● What is expected:
Gather up every line from the entries below that uses the word "rough".
+++ Record excerpts +++
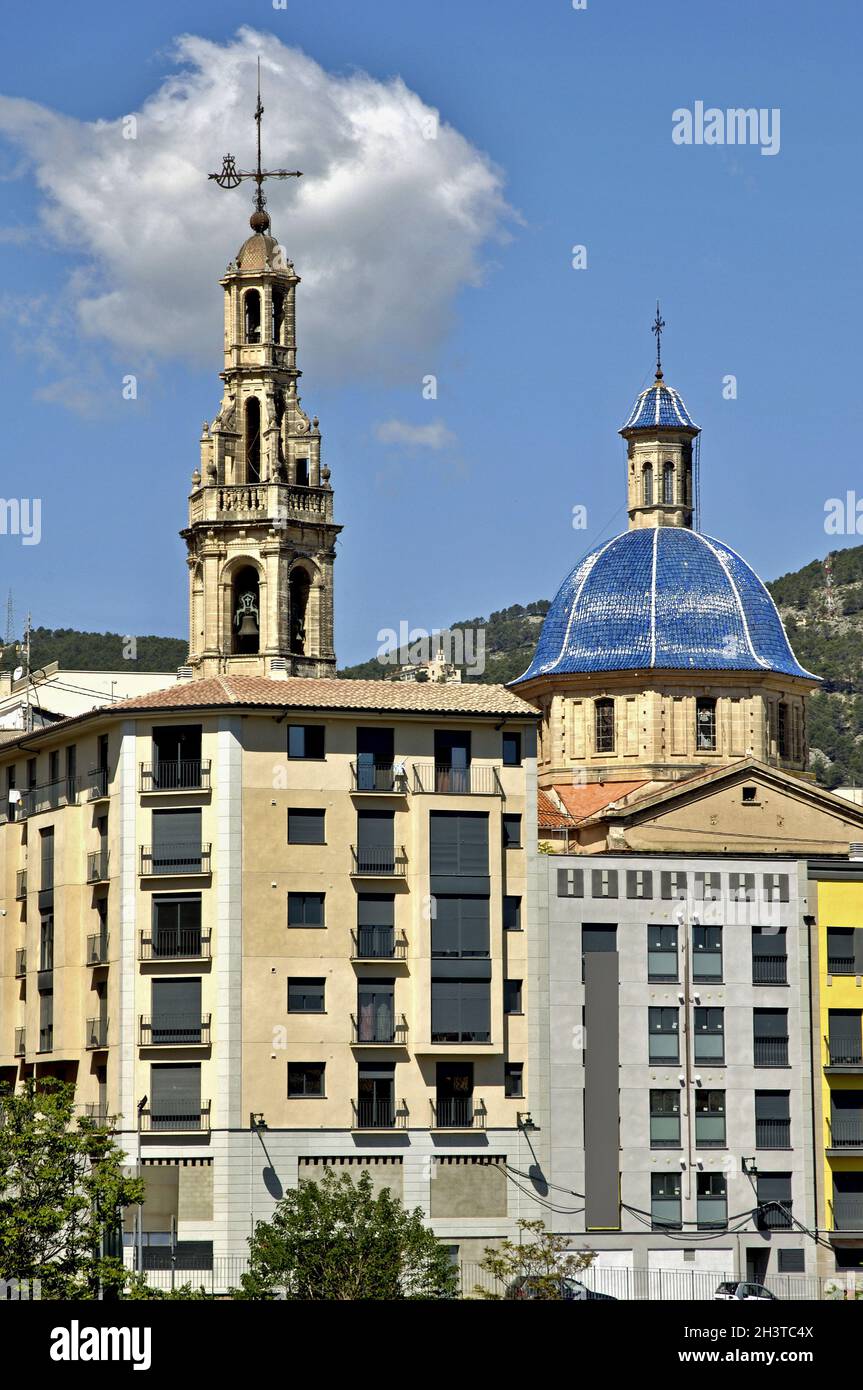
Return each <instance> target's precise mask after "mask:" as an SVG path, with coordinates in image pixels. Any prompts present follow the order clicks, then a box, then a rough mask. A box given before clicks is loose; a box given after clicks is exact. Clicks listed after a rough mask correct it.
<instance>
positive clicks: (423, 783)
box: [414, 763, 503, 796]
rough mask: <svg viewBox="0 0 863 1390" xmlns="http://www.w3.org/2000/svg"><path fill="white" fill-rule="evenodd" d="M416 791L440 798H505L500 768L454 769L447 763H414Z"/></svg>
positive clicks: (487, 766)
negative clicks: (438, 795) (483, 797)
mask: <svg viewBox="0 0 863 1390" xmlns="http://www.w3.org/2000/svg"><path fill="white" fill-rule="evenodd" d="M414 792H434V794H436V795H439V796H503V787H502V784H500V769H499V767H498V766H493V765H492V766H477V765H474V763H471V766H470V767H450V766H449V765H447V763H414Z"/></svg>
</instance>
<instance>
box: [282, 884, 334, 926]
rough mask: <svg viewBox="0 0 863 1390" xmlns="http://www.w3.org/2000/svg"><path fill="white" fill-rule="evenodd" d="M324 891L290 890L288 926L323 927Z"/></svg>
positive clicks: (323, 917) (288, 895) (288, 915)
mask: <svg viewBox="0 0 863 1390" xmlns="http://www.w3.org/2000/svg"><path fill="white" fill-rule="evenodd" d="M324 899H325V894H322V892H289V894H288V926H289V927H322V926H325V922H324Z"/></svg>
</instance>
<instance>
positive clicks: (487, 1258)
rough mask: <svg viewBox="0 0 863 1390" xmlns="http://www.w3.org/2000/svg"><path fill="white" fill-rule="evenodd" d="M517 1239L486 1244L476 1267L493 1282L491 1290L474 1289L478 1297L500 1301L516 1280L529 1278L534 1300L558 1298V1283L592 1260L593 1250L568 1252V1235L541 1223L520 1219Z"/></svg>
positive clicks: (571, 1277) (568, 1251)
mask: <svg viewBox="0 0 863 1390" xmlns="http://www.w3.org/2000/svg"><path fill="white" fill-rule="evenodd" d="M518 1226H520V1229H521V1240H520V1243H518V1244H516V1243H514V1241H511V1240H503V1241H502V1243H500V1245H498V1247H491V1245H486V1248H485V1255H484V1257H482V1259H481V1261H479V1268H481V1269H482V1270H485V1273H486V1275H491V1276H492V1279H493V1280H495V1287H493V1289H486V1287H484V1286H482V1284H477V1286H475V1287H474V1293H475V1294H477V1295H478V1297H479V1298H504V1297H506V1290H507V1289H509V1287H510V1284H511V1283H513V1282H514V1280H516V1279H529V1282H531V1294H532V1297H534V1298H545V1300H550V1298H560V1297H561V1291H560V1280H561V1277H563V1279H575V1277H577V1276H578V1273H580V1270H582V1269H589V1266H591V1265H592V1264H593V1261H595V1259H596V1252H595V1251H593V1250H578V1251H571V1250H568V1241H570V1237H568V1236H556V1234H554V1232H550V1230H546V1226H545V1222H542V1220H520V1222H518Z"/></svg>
+++
● Task solution:
Return each <instance> target's precise mask after "mask:" as an SVG path, with coordinates in image pixels. Any prompts present follow the order clicks, then a box, then a rough mask. A box given before clicks is loose; a box given after clicks is exact. Clicks listed after a rough mask correct it.
rough mask: <svg viewBox="0 0 863 1390" xmlns="http://www.w3.org/2000/svg"><path fill="white" fill-rule="evenodd" d="M416 791L440 798H505L500 768L454 769L447 763H414Z"/></svg>
rough mask: <svg viewBox="0 0 863 1390" xmlns="http://www.w3.org/2000/svg"><path fill="white" fill-rule="evenodd" d="M324 891L290 890L288 926L323 927Z"/></svg>
rough mask: <svg viewBox="0 0 863 1390" xmlns="http://www.w3.org/2000/svg"><path fill="white" fill-rule="evenodd" d="M517 1239L486 1244L476 1267L493 1282L491 1290L474 1289L478 1297L500 1301L516 1280L529 1278L534 1300L558 1298V1283L592 1260L593 1250L568 1252V1235L541 1223L520 1219Z"/></svg>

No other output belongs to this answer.